**Text shown**
Re: [HACKERS] WIP Patch: Pgbench Serialization and deadlock errors

From: Marina Polyakova <m(dot)polyakova(at)postgrespro(dot)ru>
To: Fabien COELHO <coelho(at)cri(dot)ensmp(dot)fr>
Cc: pgsql-hackers(at)postgresql(dot)org, Alvaro Herrera <alvherre(at)2ndquadrant(dot)com>, Ildus Kurbangaliev <i(dot)kurbangaliev(at)postgrespro(dot)ru>, Teodor Sigaev <teodor(at)sigaev(dot)ru>
Subject: Re: [HACKERS] WIP Patch: Pgbench Serialization and deadlock errors
Date: 2018-08-09 15:17:22
Message-ID: fcc2512cdc9e6bc49d3b489181f454da@postgrespro.ru
Views: Raw Message | Whole Thread | Download mbox | Resend email
Thread:
Lists: pgsql-hackers

On 09-08-2018 12:28, Fabien COELHO wrote:
> Hello Marina,

Hello!

>> v10-0002-Pgbench-errors-use-a-separate-function-to-report.patch
>> - a patch for a separate error reporting function (this is used to
>> report client failures that do not cause an aborts and this depends on
>> the level of debugging).
>
> Patch applies cleanly, compiles, global & local make check ok.

:-)

> This patch improves/homogenizes logging & error reporting in pgbench,
> in preparation for another patch which will manage transaction
> restarts in some cases.
>
> However ISTM that it is not as necessary as the previous one, i.e. we
> could do without it to get the desired feature, so I see it more as a
> refactoring done "in passing", and I'm wondering whether it is really
> worth it because it adds some new complexity, so I'm not sure of the
> net benefit.

We discussed this starting with [1]:

>>>> IMO this patch is more controversial than the other ones.
>>>>
>>>> It is not really related to the aim of the patch series, which could
>>>> do without, couldn't it?

**Dataset section**
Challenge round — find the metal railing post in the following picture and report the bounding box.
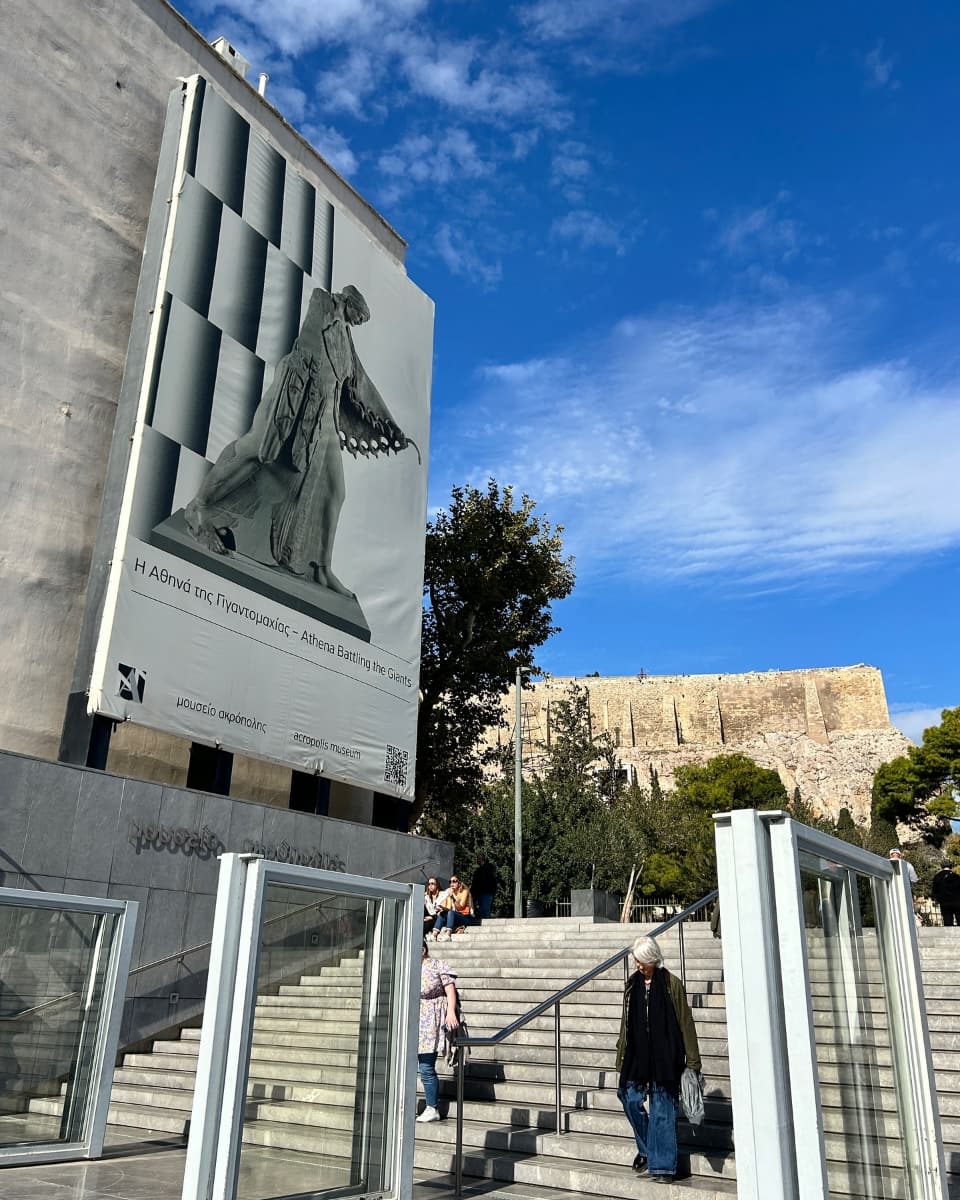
[454,1046,467,1200]
[553,1000,563,1134]
[677,922,686,991]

**Problem to work on**
Copy out the entire mailing-list reply about the pgbench patch, word for word.

**Problem solution**
Re: [HACKERS] WIP Patch: Pgbench Serialization and deadlock errors

From: Marina Polyakova <m(dot)polyakova(at)postgrespro(dot)ru>
To: Fabien COELHO <coelho(at)cri(dot)ensmp(dot)fr>
Cc: pgsql-hackers(at)postgresql(dot)org, Alvaro Herrera <alvherre(at)2ndquadrant(dot)com>, Ildus Kurbangaliev <i(dot)kurbangaliev(at)postgrespro(dot)ru>, Teodor Sigaev <teodor(at)sigaev(dot)ru>
Subject: Re: [HACKERS] WIP Patch: Pgbench Serialization and deadlock errors
Date: 2018-08-09 15:17:22
Message-ID: fcc2512cdc9e6bc49d3b489181f454da@postgrespro.ru
Views: Raw Message | Whole Thread | Download mbox | Resend email
Thread:
Lists: pgsql-hackers

On 09-08-2018 12:28, Fabien COELHO wrote:
> Hello Marina,

Hello!

>> v10-0002-Pgbench-errors-use-a-separate-function-to-report.patch
>> - a patch for a separate error reporting function (this is used to
>> report client failures that do not cause an aborts and this depends on
>> the level of debugging).
>
> Patch applies cleanly, compiles, global & local make check ok.

:-)

> This patch improves/homogenizes logging & error reporting in pgbench,
> in preparation for another patch which will manage transaction
> restarts in some cases.
>
> However ISTM that it is not as necessary as the previous one, i.e. we
> could do without it to get the desired feature, so I see it more as a
> refactoring done "in passing", and I'm wondering whether it is really
> worth it because it adds some new complexity, so I'm not sure of the
> net benefit.

We discussed this starting with [1]:

>>>> IMO this patch is more controversial than the other ones.
>>>>
>>>> It is not really related to the aim of the patch series, which could
>>>> do without, couldn't it?